REQUISITOS DO PROBLEMA – Imprima na íntegra o texto sobre a subnutrição das crianças Yanomami, sem mudar nenhuma palavra nem sinal.

TRECHO PARA LEITURA –
---*---
Subnutrição severa em crianças Yanomami preocupa pesquisadores

Atualmente, entre todos os povos indígenas das Américas, as crianças Yanomami são as principais vítimas de subnutrição severa. Segundo dados do governo federal, o índice ficou em 52% em 2022 (a média global é de 29%). Os impactos dessa condição não se limitam ao seu bem-estar no presente, tornando-as, quando adultas, mais propensas a enfrentar doenças cardiovasculares e metabólicas, além de distúrbios cognitivos e de personalidade. Portanto, não basta combater a fome dessas crianças agora: é preciso investir em ações para acompanhar seu desenvolvimento a longo prazo.

O alerta foi a conclusão de um artigo publicado no portal da revista Nature Medicine pelos pesquisadores Everardo Carneiro, Ana Paula Davel e Thiago Araújo, do Centro de Pesquisa em Obesidade e Comorbidades (OCRC, na sigla em inglês) do Instituto de Biologia (IB) da Unicamp.

Crianças yanomami são as principais vítimas de subnutrição severa. Foto: Rovena Rosa/Agência Brasil

Professor do IB, Carneiro afirma que a privação de nutrientes na primeira infância – fase da vida em que os órgãos ainda estão em desenvolvimento – relaciona-se com a redução da capacidade de secreção de insulina, à intolerância à glicose e a alterações no funcionamento e na estrutura dos vasos sanguíneos. Modificações no sistema nervoso central e a redução do tamanho do cérebro são outras das possíveis consequências desse problema.

“A subnutrição pode se reverter em patologias chamadas marasmo e kwashiorkor, que levam a um comprometimento geral do organismo. Se a pessoa sobrevive e chega à fase adulta, isso vai repercutir em doenças como a obesidade, porque essa pessoa passou a ingerir carboidrato em excesso, ou a hipertensão, pois seus vasos sanguíneos são afetados. Também há perda de capacidade neuronal”,

explica.
---*---
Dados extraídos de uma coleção
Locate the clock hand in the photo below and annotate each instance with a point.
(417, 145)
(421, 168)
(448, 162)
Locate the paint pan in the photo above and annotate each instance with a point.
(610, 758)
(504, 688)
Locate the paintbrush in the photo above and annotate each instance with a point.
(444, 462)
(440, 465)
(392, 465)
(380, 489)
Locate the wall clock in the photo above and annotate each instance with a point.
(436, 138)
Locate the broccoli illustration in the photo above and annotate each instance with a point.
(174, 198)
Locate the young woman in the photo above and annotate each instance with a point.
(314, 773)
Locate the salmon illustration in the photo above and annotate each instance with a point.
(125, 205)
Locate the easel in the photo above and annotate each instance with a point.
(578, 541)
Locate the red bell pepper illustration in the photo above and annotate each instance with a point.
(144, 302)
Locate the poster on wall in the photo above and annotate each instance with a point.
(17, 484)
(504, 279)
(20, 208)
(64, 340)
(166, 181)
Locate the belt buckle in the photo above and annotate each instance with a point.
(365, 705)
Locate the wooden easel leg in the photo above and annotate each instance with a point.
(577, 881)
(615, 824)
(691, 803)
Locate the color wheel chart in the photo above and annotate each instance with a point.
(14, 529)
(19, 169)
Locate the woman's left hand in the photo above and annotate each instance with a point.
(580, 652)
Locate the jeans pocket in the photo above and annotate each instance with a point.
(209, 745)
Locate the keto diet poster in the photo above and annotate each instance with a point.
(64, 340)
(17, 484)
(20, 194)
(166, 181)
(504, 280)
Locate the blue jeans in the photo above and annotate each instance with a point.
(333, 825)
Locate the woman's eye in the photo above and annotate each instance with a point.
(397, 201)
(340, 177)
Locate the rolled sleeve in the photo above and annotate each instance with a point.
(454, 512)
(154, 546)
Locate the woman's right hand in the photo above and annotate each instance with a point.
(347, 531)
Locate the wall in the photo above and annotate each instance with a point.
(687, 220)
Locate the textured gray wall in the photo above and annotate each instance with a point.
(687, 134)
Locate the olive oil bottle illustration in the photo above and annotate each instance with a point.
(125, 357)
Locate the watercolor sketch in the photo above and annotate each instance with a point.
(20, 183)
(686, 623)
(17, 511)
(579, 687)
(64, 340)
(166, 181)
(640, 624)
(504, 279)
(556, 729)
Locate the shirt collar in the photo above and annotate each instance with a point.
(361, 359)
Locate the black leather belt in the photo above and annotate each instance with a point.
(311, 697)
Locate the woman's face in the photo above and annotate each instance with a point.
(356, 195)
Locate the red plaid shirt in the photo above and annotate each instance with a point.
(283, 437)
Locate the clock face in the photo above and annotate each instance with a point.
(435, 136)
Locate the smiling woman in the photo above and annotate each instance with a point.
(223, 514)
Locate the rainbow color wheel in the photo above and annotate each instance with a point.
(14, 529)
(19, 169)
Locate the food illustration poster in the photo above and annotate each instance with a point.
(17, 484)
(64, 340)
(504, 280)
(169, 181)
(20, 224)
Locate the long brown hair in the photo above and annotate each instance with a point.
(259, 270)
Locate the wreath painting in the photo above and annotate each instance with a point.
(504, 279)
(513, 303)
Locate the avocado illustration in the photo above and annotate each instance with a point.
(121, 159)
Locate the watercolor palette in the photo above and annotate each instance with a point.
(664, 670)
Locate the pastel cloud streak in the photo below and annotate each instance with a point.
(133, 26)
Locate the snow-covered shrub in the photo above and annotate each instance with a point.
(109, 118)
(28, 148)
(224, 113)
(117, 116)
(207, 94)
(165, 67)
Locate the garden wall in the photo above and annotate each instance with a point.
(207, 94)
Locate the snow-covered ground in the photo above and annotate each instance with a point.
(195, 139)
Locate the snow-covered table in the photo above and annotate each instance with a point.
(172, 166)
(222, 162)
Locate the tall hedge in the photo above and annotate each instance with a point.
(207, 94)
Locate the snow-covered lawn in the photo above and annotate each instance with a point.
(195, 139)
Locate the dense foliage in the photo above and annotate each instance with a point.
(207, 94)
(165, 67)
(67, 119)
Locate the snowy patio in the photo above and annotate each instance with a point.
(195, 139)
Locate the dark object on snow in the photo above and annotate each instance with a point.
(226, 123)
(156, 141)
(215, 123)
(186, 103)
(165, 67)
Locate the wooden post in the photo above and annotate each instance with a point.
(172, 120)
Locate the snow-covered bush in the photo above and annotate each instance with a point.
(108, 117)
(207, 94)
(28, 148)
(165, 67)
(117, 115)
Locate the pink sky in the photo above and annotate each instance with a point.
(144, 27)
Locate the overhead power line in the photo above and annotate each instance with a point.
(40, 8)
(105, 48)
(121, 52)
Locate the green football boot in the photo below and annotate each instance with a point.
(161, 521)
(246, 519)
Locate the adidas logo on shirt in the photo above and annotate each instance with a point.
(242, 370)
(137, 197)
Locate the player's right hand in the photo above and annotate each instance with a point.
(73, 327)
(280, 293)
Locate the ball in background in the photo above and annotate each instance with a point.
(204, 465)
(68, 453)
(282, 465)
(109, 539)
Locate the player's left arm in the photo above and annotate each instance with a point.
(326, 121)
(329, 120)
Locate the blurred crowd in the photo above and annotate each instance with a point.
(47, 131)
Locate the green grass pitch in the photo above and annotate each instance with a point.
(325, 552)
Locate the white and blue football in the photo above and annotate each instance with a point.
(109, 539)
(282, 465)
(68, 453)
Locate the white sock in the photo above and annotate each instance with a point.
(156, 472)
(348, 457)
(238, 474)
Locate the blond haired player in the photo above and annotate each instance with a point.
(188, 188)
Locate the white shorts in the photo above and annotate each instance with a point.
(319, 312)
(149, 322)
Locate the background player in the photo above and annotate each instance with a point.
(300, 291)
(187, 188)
---*---
RESPOSTA ESCRITA –
Subnutrição severa em crianças Yanomami preocupa pesquisadores

Atualmente, entre todos os povos indígenas das Américas, as crianças Yanomami são as principais vítimas de subnutrição severa. Segundo dados do governo federal, o índice ficou em 52% em 2022 (a média global é de 29%). Os impactos dessa condição não se limitam ao seu bem-estar no presente, tornando-as, quando adultas, mais propensas a enfrentar doenças cardiovasculares e metabólicas, além de distúrbios cognitivos e de personalidade. Portanto, não basta combater a fome dessas crianças agora: é preciso investir em ações para acompanhar seu desenvolvimento a longo prazo.

O alerta foi a conclusão de um artigo publicado no portal da revista Nature Medicine pelos pesquisadores Everardo Carneiro, Ana Paula Davel e Thiago Araújo, do Centro de Pesquisa em Obesidade e Comorbidades (OCRC, na sigla em inglês) do Instituto de Biologia (IB) da Unicamp.

Crianças yanomami são as principais vítimas de subnutrição severa. Foto: Rovena Rosa/Agência Brasil

Professor do IB, Carneiro afirma que a privação de nutrientes na primeira infância – fase da vida em que os órgãos ainda estão em desenvolvimento – relaciona-se com a redução da capacidade de secreção de insulina, à intolerância à glicose e a alterações no funcionamento e na estrutura dos vasos sanguíneos. Modificações no sistema nervoso central e a redução do tamanho do cérebro são outras das possíveis consequências desse problema.

“A subnutrição pode se reverter em patologias chamadas marasmo e kwashiorkor, que levam a um comprometimento geral do organismo. Se a pessoa sobrevive e chega à fase adulta, isso vai repercutir em doenças como a obesidade, porque essa pessoa passou a ingerir carboidrato em excesso, ou a hipertensão, pois seus vasos sanguíneos são afetados. Também há perda de capacidade neuronal”,

explica.